#### THE PROBLEM
Tally the lines in the listing below that contain the string "clipboard", with uppercase and lowercase treated as different. What is the number? Reply with the number alone.

Stored items:
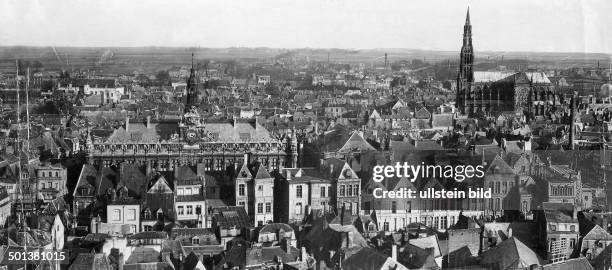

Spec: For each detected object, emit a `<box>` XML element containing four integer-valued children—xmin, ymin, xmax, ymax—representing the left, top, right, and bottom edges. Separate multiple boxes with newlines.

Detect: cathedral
<box><xmin>86</xmin><ymin>55</ymin><xmax>298</xmax><ymax>171</ymax></box>
<box><xmin>456</xmin><ymin>9</ymin><xmax>569</xmax><ymax>116</ymax></box>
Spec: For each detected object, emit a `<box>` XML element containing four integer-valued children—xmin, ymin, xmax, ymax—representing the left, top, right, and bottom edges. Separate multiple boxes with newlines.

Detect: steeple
<box><xmin>463</xmin><ymin>7</ymin><xmax>472</xmax><ymax>46</ymax></box>
<box><xmin>185</xmin><ymin>53</ymin><xmax>198</xmax><ymax>112</ymax></box>
<box><xmin>456</xmin><ymin>7</ymin><xmax>474</xmax><ymax>113</ymax></box>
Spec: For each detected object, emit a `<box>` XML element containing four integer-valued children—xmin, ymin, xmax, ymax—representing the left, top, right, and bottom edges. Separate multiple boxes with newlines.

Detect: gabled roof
<box><xmin>583</xmin><ymin>225</ymin><xmax>612</xmax><ymax>241</ymax></box>
<box><xmin>338</xmin><ymin>131</ymin><xmax>376</xmax><ymax>152</ymax></box>
<box><xmin>214</xmin><ymin>206</ymin><xmax>251</xmax><ymax>229</ymax></box>
<box><xmin>238</xmin><ymin>162</ymin><xmax>253</xmax><ymax>179</ymax></box>
<box><xmin>255</xmin><ymin>163</ymin><xmax>272</xmax><ymax>180</ymax></box>
<box><xmin>408</xmin><ymin>234</ymin><xmax>442</xmax><ymax>258</ymax></box>
<box><xmin>480</xmin><ymin>237</ymin><xmax>543</xmax><ymax>269</ymax></box>
<box><xmin>117</xmin><ymin>163</ymin><xmax>147</xmax><ymax>195</ymax></box>
<box><xmin>174</xmin><ymin>166</ymin><xmax>202</xmax><ymax>187</ymax></box>
<box><xmin>96</xmin><ymin>167</ymin><xmax>119</xmax><ymax>195</ymax></box>
<box><xmin>147</xmin><ymin>175</ymin><xmax>173</xmax><ymax>194</ymax></box>
<box><xmin>72</xmin><ymin>164</ymin><xmax>98</xmax><ymax>196</ymax></box>
<box><xmin>486</xmin><ymin>155</ymin><xmax>514</xmax><ymax>174</ymax></box>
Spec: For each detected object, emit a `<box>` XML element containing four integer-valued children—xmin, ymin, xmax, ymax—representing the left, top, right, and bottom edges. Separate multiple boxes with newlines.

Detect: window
<box><xmin>113</xmin><ymin>209</ymin><xmax>121</xmax><ymax>221</ymax></box>
<box><xmin>295</xmin><ymin>185</ymin><xmax>302</xmax><ymax>198</ymax></box>
<box><xmin>440</xmin><ymin>216</ymin><xmax>448</xmax><ymax>230</ymax></box>
<box><xmin>238</xmin><ymin>184</ymin><xmax>244</xmax><ymax>196</ymax></box>
<box><xmin>128</xmin><ymin>209</ymin><xmax>136</xmax><ymax>220</ymax></box>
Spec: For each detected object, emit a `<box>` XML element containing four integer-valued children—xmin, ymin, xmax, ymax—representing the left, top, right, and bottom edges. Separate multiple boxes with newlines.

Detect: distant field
<box><xmin>0</xmin><ymin>47</ymin><xmax>610</xmax><ymax>73</ymax></box>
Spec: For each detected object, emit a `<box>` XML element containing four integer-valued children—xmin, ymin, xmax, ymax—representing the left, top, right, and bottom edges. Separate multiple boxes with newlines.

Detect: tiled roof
<box><xmin>338</xmin><ymin>131</ymin><xmax>376</xmax><ymax>152</ymax></box>
<box><xmin>215</xmin><ymin>206</ymin><xmax>251</xmax><ymax>228</ymax></box>
<box><xmin>255</xmin><ymin>164</ymin><xmax>272</xmax><ymax>179</ymax></box>
<box><xmin>480</xmin><ymin>237</ymin><xmax>543</xmax><ymax>269</ymax></box>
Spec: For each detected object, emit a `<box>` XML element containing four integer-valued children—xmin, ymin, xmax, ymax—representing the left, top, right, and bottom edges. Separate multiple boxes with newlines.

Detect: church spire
<box><xmin>456</xmin><ymin>7</ymin><xmax>474</xmax><ymax>113</ymax></box>
<box><xmin>185</xmin><ymin>52</ymin><xmax>198</xmax><ymax>112</ymax></box>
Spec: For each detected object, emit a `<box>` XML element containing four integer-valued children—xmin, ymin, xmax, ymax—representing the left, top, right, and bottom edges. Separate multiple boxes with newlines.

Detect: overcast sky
<box><xmin>0</xmin><ymin>0</ymin><xmax>612</xmax><ymax>53</ymax></box>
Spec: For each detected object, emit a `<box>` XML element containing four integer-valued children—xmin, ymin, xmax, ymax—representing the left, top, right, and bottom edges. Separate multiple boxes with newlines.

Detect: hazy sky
<box><xmin>0</xmin><ymin>0</ymin><xmax>612</xmax><ymax>53</ymax></box>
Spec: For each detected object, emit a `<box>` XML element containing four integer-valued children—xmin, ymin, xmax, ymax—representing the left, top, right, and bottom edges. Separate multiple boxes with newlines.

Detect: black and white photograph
<box><xmin>0</xmin><ymin>0</ymin><xmax>612</xmax><ymax>270</ymax></box>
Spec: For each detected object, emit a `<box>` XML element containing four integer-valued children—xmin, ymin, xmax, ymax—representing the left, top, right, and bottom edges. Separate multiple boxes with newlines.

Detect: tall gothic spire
<box><xmin>456</xmin><ymin>7</ymin><xmax>474</xmax><ymax>113</ymax></box>
<box><xmin>463</xmin><ymin>7</ymin><xmax>472</xmax><ymax>46</ymax></box>
<box><xmin>185</xmin><ymin>53</ymin><xmax>198</xmax><ymax>112</ymax></box>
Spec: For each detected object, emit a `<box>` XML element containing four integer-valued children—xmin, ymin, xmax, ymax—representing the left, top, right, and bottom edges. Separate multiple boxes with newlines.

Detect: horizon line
<box><xmin>0</xmin><ymin>45</ymin><xmax>612</xmax><ymax>57</ymax></box>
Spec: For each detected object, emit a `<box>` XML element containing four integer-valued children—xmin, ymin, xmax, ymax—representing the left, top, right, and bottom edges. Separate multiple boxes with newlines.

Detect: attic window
<box><xmin>240</xmin><ymin>132</ymin><xmax>251</xmax><ymax>141</ymax></box>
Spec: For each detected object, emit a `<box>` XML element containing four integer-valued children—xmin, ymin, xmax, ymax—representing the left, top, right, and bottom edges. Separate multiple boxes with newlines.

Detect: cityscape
<box><xmin>0</xmin><ymin>0</ymin><xmax>612</xmax><ymax>270</ymax></box>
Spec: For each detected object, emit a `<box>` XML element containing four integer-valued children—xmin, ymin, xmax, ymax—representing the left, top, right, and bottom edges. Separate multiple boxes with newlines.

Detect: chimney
<box><xmin>300</xmin><ymin>247</ymin><xmax>308</xmax><ymax>262</ymax></box>
<box><xmin>146</xmin><ymin>161</ymin><xmax>153</xmax><ymax>176</ymax></box>
<box><xmin>572</xmin><ymin>206</ymin><xmax>579</xmax><ymax>220</ymax></box>
<box><xmin>281</xmin><ymin>239</ymin><xmax>291</xmax><ymax>255</ymax></box>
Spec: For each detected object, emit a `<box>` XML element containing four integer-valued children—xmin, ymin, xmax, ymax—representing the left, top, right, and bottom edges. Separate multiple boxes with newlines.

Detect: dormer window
<box><xmin>144</xmin><ymin>209</ymin><xmax>151</xmax><ymax>219</ymax></box>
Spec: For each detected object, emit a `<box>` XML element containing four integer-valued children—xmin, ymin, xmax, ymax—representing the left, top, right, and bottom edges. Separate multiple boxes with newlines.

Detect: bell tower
<box><xmin>185</xmin><ymin>53</ymin><xmax>198</xmax><ymax>112</ymax></box>
<box><xmin>456</xmin><ymin>8</ymin><xmax>474</xmax><ymax>113</ymax></box>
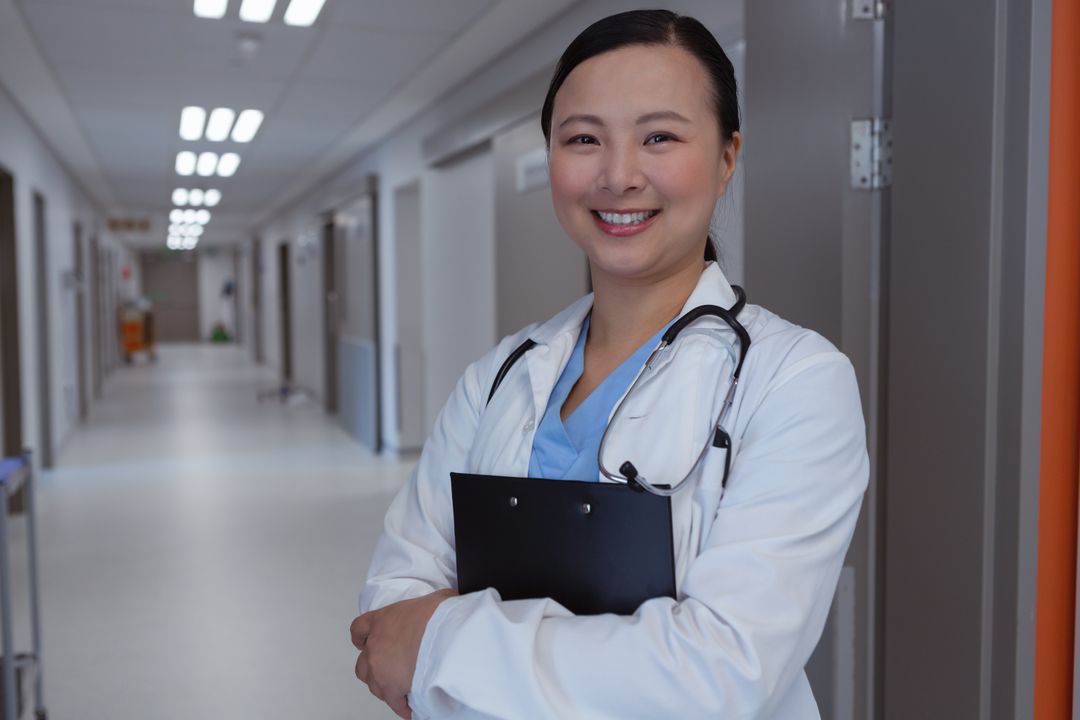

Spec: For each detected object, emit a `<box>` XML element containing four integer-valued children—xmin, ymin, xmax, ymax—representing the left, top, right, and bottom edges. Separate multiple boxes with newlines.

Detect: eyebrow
<box><xmin>558</xmin><ymin>110</ymin><xmax>690</xmax><ymax>127</ymax></box>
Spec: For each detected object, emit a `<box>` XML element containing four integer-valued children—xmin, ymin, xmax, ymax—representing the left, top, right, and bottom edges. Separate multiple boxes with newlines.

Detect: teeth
<box><xmin>596</xmin><ymin>210</ymin><xmax>657</xmax><ymax>225</ymax></box>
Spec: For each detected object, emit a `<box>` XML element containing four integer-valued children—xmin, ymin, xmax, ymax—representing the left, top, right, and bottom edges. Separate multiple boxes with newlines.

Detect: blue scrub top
<box><xmin>529</xmin><ymin>316</ymin><xmax>671</xmax><ymax>483</ymax></box>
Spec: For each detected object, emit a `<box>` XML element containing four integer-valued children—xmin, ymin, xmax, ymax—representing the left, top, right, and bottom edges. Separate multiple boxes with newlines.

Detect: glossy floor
<box><xmin>13</xmin><ymin>345</ymin><xmax>410</xmax><ymax>720</ymax></box>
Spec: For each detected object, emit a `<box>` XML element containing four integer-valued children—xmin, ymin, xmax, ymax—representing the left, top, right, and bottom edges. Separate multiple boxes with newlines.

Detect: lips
<box><xmin>591</xmin><ymin>208</ymin><xmax>660</xmax><ymax>237</ymax></box>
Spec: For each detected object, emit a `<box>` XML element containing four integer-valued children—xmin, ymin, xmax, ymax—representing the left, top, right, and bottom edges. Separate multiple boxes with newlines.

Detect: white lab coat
<box><xmin>361</xmin><ymin>263</ymin><xmax>868</xmax><ymax>720</ymax></box>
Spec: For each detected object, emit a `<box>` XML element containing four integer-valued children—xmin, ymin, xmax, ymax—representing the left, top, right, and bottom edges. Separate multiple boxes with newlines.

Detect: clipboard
<box><xmin>450</xmin><ymin>473</ymin><xmax>675</xmax><ymax>615</ymax></box>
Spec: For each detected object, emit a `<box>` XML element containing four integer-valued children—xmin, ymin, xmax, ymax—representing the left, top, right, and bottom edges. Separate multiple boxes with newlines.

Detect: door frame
<box><xmin>278</xmin><ymin>240</ymin><xmax>293</xmax><ymax>384</ymax></box>
<box><xmin>33</xmin><ymin>190</ymin><xmax>54</xmax><ymax>468</ymax></box>
<box><xmin>0</xmin><ymin>167</ymin><xmax>25</xmax><ymax>457</ymax></box>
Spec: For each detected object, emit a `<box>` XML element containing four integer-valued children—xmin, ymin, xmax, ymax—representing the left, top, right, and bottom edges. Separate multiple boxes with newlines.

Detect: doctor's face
<box><xmin>549</xmin><ymin>45</ymin><xmax>741</xmax><ymax>282</ymax></box>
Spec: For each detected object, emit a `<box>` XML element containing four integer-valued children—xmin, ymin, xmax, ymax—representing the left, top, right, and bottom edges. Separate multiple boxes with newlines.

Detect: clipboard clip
<box><xmin>619</xmin><ymin>460</ymin><xmax>645</xmax><ymax>492</ymax></box>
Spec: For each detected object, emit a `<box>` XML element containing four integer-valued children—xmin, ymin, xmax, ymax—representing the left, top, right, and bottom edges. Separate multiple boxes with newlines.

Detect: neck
<box><xmin>589</xmin><ymin>258</ymin><xmax>705</xmax><ymax>350</ymax></box>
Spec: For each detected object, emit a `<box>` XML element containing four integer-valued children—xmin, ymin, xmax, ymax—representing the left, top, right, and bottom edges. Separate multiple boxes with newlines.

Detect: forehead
<box><xmin>553</xmin><ymin>45</ymin><xmax>713</xmax><ymax>125</ymax></box>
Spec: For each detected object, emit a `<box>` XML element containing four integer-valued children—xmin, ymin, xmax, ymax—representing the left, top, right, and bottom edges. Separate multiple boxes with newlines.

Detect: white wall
<box><xmin>0</xmin><ymin>78</ymin><xmax>138</xmax><ymax>462</ymax></box>
<box><xmin>251</xmin><ymin>0</ymin><xmax>742</xmax><ymax>448</ymax></box>
<box><xmin>198</xmin><ymin>247</ymin><xmax>239</xmax><ymax>340</ymax></box>
<box><xmin>420</xmin><ymin>148</ymin><xmax>497</xmax><ymax>427</ymax></box>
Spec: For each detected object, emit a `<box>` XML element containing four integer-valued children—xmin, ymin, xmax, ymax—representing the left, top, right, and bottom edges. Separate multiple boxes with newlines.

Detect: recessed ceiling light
<box><xmin>217</xmin><ymin>152</ymin><xmax>240</xmax><ymax>177</ymax></box>
<box><xmin>206</xmin><ymin>108</ymin><xmax>237</xmax><ymax>142</ymax></box>
<box><xmin>194</xmin><ymin>0</ymin><xmax>229</xmax><ymax>19</ymax></box>
<box><xmin>285</xmin><ymin>0</ymin><xmax>326</xmax><ymax>27</ymax></box>
<box><xmin>195</xmin><ymin>152</ymin><xmax>217</xmax><ymax>177</ymax></box>
<box><xmin>240</xmin><ymin>0</ymin><xmax>278</xmax><ymax>23</ymax></box>
<box><xmin>232</xmin><ymin>110</ymin><xmax>262</xmax><ymax>142</ymax></box>
<box><xmin>176</xmin><ymin>150</ymin><xmax>195</xmax><ymax>175</ymax></box>
<box><xmin>180</xmin><ymin>105</ymin><xmax>206</xmax><ymax>140</ymax></box>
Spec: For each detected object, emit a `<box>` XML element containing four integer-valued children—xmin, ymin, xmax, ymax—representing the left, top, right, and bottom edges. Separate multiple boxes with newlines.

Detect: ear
<box><xmin>717</xmin><ymin>132</ymin><xmax>742</xmax><ymax>200</ymax></box>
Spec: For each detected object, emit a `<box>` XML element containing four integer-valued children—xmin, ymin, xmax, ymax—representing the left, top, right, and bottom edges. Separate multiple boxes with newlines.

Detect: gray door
<box><xmin>72</xmin><ymin>222</ymin><xmax>90</xmax><ymax>421</ymax></box>
<box><xmin>335</xmin><ymin>178</ymin><xmax>382</xmax><ymax>452</ymax></box>
<box><xmin>323</xmin><ymin>219</ymin><xmax>341</xmax><ymax>415</ymax></box>
<box><xmin>744</xmin><ymin>5</ymin><xmax>888</xmax><ymax>720</ymax></box>
<box><xmin>394</xmin><ymin>182</ymin><xmax>427</xmax><ymax>450</ymax></box>
<box><xmin>0</xmin><ymin>169</ymin><xmax>24</xmax><ymax>457</ymax></box>
<box><xmin>141</xmin><ymin>252</ymin><xmax>201</xmax><ymax>342</ymax></box>
<box><xmin>33</xmin><ymin>192</ymin><xmax>53</xmax><ymax>467</ymax></box>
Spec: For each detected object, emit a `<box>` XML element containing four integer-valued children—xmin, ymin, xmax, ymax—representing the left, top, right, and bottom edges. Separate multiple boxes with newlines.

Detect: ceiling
<box><xmin>8</xmin><ymin>0</ymin><xmax>570</xmax><ymax>246</ymax></box>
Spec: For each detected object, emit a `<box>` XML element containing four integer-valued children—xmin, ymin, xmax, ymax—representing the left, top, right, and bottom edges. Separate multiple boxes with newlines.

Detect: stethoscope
<box><xmin>487</xmin><ymin>285</ymin><xmax>750</xmax><ymax>498</ymax></box>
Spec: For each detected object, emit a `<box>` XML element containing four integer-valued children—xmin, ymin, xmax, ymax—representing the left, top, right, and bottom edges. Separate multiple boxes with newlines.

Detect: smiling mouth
<box><xmin>593</xmin><ymin>210</ymin><xmax>660</xmax><ymax>226</ymax></box>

#### FINAL RESULT
2